> Instructions to follow: Count how many lines in the rows below contain the string "chin". Report only that number.

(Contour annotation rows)
☆ ☆ ☆ ☆ ☆

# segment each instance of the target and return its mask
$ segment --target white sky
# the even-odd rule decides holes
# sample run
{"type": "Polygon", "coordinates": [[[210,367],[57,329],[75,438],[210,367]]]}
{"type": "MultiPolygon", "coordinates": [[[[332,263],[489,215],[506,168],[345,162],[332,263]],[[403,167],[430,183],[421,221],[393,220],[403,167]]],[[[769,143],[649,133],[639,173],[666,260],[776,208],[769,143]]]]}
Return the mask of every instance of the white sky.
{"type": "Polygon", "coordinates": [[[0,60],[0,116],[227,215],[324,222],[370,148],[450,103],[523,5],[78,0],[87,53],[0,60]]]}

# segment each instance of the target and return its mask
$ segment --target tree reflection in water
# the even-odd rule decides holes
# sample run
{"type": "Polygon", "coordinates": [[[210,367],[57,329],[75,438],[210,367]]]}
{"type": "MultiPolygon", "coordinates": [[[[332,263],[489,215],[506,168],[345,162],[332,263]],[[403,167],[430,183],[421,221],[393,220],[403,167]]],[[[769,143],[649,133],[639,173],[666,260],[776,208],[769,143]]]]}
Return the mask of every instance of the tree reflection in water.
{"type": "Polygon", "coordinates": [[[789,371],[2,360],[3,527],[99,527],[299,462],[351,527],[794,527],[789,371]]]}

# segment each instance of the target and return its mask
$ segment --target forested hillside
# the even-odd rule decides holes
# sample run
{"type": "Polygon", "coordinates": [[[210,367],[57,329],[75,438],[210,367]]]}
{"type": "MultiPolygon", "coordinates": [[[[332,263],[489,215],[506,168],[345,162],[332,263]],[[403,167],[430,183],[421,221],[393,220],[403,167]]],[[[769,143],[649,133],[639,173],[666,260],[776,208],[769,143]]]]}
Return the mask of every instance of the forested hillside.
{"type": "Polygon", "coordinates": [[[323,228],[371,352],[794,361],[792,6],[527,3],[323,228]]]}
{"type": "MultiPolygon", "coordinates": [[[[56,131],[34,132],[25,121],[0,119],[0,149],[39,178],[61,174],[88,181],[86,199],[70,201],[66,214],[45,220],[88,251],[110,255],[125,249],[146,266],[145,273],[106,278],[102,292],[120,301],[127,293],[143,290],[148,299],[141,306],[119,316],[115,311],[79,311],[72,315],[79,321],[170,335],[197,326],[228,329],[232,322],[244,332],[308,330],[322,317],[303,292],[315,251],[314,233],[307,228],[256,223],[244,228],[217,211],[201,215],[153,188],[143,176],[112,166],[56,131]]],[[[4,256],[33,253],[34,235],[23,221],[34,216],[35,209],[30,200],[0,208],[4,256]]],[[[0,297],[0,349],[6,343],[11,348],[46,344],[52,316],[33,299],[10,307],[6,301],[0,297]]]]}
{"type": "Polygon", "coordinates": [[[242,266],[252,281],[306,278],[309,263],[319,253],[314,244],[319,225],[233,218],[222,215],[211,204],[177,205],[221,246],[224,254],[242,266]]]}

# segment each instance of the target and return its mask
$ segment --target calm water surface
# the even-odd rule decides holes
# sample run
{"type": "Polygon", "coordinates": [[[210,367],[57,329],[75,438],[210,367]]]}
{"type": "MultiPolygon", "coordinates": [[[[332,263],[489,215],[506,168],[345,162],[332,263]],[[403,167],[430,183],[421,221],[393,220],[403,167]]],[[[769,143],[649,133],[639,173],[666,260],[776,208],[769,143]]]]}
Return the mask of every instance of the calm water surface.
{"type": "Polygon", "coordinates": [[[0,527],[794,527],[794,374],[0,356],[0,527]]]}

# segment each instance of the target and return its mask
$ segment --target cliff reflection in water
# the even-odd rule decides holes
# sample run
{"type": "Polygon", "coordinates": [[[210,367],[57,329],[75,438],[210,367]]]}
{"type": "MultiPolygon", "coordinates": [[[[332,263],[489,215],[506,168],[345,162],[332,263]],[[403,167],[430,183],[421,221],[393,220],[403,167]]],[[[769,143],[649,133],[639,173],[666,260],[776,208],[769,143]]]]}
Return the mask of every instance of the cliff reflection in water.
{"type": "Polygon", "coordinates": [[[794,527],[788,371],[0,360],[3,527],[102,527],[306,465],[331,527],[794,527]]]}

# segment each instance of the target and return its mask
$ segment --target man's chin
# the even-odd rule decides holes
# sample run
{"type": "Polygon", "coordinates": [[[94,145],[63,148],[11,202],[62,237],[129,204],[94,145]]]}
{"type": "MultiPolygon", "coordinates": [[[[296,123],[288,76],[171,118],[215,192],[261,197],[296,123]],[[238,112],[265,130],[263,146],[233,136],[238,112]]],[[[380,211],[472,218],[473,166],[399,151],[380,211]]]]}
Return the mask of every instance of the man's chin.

☆ ☆ ☆ ☆ ☆

> Solution to the exercise: 2